### Dataset content
┌──
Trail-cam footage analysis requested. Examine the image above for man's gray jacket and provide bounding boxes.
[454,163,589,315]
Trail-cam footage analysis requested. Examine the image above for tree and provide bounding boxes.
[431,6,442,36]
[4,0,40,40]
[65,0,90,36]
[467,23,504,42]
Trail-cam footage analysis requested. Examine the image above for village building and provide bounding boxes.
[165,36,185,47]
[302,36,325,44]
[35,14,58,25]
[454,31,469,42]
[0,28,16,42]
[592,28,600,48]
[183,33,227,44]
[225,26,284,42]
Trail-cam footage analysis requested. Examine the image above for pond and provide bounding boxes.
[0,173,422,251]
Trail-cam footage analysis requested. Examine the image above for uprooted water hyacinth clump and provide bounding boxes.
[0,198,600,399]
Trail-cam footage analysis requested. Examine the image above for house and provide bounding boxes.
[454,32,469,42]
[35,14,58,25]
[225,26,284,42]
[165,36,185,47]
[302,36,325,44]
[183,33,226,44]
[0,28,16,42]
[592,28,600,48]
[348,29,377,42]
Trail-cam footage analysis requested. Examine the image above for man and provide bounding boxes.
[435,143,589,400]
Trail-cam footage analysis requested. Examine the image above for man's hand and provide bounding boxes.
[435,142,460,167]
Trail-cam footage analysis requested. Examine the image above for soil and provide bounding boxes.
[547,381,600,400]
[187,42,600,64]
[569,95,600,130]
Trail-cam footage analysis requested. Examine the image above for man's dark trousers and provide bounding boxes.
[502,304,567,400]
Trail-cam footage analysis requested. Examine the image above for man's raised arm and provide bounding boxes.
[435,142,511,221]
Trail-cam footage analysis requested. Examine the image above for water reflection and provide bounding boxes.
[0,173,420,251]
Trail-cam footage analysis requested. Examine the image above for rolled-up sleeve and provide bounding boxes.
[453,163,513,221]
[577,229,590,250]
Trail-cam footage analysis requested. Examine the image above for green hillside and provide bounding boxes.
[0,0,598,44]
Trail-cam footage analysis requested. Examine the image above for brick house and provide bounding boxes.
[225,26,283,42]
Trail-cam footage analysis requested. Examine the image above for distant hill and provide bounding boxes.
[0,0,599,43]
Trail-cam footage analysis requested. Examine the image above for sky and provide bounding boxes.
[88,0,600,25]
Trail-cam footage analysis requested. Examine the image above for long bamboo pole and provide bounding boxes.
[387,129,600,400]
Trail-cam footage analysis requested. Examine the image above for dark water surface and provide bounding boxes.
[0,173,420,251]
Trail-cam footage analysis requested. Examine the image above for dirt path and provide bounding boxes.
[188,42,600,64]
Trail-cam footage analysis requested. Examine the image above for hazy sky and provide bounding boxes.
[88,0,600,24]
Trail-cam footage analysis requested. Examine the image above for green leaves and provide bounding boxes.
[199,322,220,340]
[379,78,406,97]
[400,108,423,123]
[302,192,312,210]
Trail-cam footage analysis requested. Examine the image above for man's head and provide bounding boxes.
└──
### Your objective
Please revise the items above, changing each "bounding boxes" to "box coordinates" and leaving everything else as it is.

### Result below
Trail-cam footage analysis requested. Examine the image above for man's gray jacket and provide box coordinates.
[454,163,589,315]
Trail-cam footage analysis requested. Examine the image above for tree and provide box coordinates.
[431,6,442,36]
[4,0,40,40]
[65,0,90,36]
[467,23,504,42]
Trail-cam footage analysis requested. Examine the image above for village building and provide box coordinates.
[165,36,185,47]
[302,36,325,44]
[35,14,58,25]
[454,31,469,42]
[0,28,16,42]
[592,28,600,48]
[183,33,227,44]
[225,26,284,42]
Trail-cam footage analysis requested. Examine the image above for pond and provide box coordinates.
[0,173,422,251]
Trail-cam footage analysis requested. Examine the image above for uprooted water hyacinth clump and provide box coordinates.
[0,198,600,399]
Trail-cam footage analysis requested. Examine the image above for house and provide box coordinates.
[454,32,469,42]
[35,14,58,25]
[225,26,284,42]
[165,36,185,47]
[302,36,325,44]
[183,33,226,44]
[0,28,16,42]
[592,28,600,48]
[348,29,377,42]
Trail-cam footage analysis requested. Examine the image above for man and provide box coordinates.
[435,143,589,400]
Trail-cam footage analysis requested. Examine the image above for man's hand and provide box coordinates.
[435,142,460,167]
Trail-cam footage analysis requested. Examine the image above for soil and provide box coordinates.
[547,381,600,400]
[187,42,600,64]
[569,95,600,130]
Trail-cam footage analysis requested. Examine the image above for man's dark trousers and provide box coordinates.
[502,304,567,400]
Trail-cam footage analysis requested. Examine the image above for man's raised arm and provide box coordinates.
[435,142,511,221]
Trail-cam footage analysis requested. Examine the image above for water reflection and provide box coordinates.
[0,173,420,251]
Trail-cam footage analysis requested. Examine the image above for rolled-up sleeve and provide box coordinates.
[453,163,513,221]
[577,229,590,250]
Trail-cam footage analysis requested. Examine the image above for green hillside and provide box coordinates.
[0,0,598,44]
Trail-cam footage analysis requested. Examine the image above for brick house and provide box coordinates.
[225,26,283,42]
Trail-cam footage analysis requested. Examine the image above for distant hill and provide box coordinates.
[0,0,599,43]
Trail-cam footage analysis requested. Examine the image above for sky and provide box coordinates.
[88,0,600,25]
Trail-cam footage analysis requested. Examine the image above for long bamboo pole and provide box coordinates.
[387,129,600,400]
Trail-cam footage analysis requested. Examine the image above for dark water surface and provide box coordinates.
[0,173,420,251]
Trail-cam footage analysis requested. Examine the image above for dirt path and provide box coordinates.
[188,42,600,64]
Trail-cam footage analysis requested. Examine the image above for hazy sky and provide box coordinates.
[88,0,600,24]
Trail-cam footage analysis requested. Examine the image above for green leaves and provide box coordinates.
[199,322,220,340]
[379,78,406,97]
[400,108,423,123]
[302,192,312,210]
Trail-cam footage analysis requested. Examine the image above for man's head and provide box coordinates.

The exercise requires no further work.